WORK TO COMPLETE - Return verbatim the line containing "of the small" together with all lines that follow it, through the end of the records.

[Stored dataset items]
╔══
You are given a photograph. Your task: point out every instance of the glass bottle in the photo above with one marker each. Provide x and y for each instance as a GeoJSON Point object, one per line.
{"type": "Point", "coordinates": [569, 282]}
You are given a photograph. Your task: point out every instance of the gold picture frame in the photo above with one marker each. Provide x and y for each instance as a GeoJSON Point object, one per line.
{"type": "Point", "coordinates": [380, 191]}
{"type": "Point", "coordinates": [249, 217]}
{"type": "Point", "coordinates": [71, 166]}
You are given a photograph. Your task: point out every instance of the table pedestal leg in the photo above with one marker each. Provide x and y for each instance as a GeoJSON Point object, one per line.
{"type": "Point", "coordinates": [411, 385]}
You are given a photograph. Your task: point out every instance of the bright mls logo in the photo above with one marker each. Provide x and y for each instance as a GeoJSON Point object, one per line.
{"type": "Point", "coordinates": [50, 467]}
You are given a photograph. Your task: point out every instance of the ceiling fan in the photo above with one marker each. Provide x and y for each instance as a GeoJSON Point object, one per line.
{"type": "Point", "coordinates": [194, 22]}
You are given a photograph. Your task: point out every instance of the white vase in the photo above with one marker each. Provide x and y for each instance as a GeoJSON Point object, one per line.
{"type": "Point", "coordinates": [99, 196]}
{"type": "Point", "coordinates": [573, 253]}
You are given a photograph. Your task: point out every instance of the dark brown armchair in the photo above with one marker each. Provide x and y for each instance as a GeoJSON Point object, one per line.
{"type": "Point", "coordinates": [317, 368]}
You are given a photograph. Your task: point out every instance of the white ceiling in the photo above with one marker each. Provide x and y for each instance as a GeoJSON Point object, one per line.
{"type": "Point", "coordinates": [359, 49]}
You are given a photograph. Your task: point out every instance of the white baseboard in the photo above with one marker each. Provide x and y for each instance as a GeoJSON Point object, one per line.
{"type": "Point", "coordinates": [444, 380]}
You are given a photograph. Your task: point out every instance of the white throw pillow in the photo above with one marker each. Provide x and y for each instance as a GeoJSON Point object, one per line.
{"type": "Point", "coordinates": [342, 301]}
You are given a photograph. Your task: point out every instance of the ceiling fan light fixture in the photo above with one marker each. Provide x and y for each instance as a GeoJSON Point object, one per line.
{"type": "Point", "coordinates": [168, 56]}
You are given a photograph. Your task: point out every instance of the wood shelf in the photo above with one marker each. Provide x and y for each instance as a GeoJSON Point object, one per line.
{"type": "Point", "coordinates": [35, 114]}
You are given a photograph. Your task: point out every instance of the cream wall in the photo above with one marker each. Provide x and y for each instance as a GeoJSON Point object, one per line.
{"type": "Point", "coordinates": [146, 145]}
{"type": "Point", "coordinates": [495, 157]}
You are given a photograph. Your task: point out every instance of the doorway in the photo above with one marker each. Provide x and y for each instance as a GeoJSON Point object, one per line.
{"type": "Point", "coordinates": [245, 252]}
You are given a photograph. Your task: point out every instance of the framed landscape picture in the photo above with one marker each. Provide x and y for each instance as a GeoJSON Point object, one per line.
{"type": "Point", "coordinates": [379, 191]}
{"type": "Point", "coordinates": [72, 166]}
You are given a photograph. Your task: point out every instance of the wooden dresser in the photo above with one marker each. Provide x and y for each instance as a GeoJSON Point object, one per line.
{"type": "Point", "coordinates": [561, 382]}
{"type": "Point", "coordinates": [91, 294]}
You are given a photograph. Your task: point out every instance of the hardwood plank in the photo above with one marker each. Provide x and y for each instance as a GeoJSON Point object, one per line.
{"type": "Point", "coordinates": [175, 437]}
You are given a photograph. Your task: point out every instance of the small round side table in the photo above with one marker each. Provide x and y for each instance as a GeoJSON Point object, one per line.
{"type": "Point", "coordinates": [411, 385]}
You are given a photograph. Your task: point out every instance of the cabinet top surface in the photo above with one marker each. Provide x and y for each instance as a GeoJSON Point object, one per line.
╚══
WRITTEN ANSWER -
You are given a photograph. Your task: point out every instance of the small round side table in the photo above with one marker each. Provide x and y for each instance as a GeoJSON Point object, one per line.
{"type": "Point", "coordinates": [411, 385]}
You are given a photograph. Your task: point out every instance of the cabinet top surface in the photo above with one marker each. Provide x and y for each instance as a GeoJSON Point object, one per line.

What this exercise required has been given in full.